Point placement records

___

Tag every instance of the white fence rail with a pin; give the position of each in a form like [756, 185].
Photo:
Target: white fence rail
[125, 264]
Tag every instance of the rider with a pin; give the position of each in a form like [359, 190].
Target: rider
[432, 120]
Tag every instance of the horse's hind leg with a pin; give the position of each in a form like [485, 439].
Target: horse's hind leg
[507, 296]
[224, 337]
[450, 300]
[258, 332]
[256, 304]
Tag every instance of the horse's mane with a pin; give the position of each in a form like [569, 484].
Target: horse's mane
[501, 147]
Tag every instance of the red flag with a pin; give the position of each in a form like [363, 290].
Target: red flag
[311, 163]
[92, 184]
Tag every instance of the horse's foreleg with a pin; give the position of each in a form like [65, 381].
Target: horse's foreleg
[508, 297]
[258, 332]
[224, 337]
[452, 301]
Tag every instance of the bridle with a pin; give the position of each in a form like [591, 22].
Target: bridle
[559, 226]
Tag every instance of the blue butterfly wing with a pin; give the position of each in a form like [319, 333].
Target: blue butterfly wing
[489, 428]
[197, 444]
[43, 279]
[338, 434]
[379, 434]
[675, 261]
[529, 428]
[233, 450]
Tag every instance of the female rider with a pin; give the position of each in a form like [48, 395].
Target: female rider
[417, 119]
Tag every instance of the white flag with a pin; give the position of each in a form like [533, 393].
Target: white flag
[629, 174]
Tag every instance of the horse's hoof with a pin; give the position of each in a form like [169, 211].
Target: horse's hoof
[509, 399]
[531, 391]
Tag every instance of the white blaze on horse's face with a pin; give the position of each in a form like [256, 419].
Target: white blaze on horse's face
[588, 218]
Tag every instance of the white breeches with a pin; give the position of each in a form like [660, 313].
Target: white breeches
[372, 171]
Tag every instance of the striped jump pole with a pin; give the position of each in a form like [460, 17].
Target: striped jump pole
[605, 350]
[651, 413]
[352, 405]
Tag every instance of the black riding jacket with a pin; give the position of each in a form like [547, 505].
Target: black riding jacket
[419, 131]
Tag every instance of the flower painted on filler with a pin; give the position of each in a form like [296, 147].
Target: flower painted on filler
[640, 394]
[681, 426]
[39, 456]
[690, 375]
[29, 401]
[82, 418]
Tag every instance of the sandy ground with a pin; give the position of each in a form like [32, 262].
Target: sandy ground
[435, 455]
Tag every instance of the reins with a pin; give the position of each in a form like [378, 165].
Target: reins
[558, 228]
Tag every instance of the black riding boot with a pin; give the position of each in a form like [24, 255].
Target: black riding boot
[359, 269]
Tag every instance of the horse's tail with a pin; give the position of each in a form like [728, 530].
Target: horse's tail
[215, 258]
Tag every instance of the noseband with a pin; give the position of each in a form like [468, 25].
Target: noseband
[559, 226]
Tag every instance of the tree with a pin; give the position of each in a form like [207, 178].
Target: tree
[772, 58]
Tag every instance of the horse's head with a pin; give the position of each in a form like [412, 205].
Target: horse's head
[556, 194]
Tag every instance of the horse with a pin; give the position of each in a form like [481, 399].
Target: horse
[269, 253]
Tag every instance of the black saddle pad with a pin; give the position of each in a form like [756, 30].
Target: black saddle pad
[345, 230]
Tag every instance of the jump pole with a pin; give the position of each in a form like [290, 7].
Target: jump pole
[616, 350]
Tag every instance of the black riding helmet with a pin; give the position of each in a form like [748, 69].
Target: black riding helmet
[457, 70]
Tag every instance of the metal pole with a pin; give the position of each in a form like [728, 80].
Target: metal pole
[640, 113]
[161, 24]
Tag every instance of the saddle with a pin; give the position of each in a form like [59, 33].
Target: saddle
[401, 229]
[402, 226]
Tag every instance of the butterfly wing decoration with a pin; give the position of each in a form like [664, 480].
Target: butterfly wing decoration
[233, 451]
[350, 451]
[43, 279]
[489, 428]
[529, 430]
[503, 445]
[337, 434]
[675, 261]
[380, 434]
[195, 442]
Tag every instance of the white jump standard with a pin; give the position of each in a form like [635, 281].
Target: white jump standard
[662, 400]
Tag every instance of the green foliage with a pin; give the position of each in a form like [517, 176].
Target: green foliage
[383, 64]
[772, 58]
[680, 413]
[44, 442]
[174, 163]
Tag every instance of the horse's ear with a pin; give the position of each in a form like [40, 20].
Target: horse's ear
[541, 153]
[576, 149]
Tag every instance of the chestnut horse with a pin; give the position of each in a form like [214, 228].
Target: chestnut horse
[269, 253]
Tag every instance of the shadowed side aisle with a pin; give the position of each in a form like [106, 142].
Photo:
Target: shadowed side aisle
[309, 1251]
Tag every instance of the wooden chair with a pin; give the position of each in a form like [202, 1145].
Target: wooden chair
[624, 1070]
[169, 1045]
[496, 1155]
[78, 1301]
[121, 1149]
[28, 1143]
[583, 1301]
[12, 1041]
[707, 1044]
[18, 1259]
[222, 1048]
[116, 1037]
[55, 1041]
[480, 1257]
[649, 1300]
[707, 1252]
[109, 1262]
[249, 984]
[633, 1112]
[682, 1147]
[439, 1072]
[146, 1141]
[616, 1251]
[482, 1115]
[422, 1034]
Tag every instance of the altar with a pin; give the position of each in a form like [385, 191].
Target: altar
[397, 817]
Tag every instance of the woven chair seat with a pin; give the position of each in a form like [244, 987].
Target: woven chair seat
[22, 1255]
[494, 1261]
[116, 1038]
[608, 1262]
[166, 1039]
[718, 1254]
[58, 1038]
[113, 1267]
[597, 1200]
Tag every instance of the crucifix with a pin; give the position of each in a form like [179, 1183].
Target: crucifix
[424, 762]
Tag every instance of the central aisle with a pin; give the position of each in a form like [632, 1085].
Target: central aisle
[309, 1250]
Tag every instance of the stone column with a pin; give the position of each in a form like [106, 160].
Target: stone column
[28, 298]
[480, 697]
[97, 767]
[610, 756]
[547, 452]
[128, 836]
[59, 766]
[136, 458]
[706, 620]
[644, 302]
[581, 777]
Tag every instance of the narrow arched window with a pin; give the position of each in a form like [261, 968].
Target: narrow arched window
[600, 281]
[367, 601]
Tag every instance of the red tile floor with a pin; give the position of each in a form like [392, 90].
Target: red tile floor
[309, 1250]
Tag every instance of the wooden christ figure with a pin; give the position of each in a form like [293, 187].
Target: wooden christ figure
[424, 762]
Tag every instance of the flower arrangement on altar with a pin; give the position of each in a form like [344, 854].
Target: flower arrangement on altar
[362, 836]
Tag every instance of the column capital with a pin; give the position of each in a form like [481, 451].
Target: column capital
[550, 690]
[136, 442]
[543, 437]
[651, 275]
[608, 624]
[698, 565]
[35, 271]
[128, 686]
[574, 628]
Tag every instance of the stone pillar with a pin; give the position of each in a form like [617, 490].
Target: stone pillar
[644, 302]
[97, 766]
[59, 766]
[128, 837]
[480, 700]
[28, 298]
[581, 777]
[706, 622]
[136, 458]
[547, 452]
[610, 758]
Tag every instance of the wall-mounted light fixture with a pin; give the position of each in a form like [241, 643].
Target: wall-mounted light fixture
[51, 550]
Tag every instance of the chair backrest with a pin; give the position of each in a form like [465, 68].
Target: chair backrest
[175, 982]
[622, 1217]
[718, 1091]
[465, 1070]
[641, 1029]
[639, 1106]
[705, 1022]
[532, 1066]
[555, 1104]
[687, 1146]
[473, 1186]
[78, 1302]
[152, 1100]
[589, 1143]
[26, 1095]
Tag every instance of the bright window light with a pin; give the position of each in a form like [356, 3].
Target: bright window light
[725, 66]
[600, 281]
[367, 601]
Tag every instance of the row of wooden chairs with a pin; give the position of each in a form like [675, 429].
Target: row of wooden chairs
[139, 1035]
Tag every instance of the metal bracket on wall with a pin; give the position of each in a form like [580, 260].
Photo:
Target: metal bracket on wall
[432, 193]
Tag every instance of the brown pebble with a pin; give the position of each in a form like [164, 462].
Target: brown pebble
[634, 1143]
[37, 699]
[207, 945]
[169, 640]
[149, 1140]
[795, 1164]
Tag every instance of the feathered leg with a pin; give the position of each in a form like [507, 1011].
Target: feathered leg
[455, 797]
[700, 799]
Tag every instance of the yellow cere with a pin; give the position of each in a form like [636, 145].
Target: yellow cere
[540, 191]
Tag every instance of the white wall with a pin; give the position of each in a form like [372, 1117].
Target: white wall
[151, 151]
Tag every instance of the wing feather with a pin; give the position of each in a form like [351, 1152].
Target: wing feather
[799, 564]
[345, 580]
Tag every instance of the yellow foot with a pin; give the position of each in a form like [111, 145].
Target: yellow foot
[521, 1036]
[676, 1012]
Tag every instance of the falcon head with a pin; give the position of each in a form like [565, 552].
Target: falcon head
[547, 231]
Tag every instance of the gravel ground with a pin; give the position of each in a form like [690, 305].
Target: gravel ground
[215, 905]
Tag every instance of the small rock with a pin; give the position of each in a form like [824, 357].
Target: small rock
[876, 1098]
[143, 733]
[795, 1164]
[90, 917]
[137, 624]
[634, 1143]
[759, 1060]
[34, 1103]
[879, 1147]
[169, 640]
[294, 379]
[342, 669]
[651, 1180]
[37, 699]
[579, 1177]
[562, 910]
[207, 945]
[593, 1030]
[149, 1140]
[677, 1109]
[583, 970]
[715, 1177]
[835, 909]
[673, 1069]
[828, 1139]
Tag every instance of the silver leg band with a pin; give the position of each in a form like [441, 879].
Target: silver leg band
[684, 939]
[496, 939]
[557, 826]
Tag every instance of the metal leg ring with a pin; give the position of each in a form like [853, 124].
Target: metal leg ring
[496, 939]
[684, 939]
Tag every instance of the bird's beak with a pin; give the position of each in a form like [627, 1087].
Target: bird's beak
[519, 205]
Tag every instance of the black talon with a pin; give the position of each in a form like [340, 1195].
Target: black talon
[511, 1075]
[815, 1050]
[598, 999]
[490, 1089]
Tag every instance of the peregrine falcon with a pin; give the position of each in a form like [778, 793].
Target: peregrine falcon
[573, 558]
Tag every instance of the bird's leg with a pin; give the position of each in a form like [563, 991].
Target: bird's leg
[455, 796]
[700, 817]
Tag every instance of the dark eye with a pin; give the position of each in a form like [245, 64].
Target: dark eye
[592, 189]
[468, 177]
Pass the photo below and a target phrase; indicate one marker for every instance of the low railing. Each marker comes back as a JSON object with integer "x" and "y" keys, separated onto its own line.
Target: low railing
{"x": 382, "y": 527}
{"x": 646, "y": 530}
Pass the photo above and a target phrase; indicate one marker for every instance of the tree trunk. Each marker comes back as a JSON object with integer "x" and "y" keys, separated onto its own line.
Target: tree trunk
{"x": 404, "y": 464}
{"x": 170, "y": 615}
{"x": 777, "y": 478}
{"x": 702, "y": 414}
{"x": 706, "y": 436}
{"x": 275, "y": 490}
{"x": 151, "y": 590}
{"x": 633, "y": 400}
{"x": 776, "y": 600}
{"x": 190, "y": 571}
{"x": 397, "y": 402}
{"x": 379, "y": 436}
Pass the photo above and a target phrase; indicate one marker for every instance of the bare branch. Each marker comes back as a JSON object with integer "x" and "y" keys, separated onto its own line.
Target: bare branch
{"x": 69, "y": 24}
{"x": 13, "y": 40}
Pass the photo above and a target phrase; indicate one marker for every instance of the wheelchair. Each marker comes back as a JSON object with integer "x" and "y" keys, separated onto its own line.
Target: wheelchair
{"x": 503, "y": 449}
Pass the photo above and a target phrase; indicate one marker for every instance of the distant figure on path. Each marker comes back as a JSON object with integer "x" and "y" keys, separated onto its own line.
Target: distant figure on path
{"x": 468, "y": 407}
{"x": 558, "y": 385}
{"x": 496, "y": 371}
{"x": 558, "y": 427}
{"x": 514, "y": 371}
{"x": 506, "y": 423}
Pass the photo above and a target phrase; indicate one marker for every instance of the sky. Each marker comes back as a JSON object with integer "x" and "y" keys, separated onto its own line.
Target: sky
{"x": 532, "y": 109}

___

Can you write out the material from the line with "Tag every instance of the chestnut" to the line with "[309, 1251]" again, switching "chestnut horse" to "bay horse" and leaving everything else unchanged?

_Task output_:
Tag every instance of the bay horse with a pin; give the position of each in a form like [214, 228].
Target: bay horse
[269, 253]
Tag every instance of the shadowed side aisle with a pin; give the position of each in a form like [106, 142].
Photo:
Target: shadowed side aisle
[309, 1251]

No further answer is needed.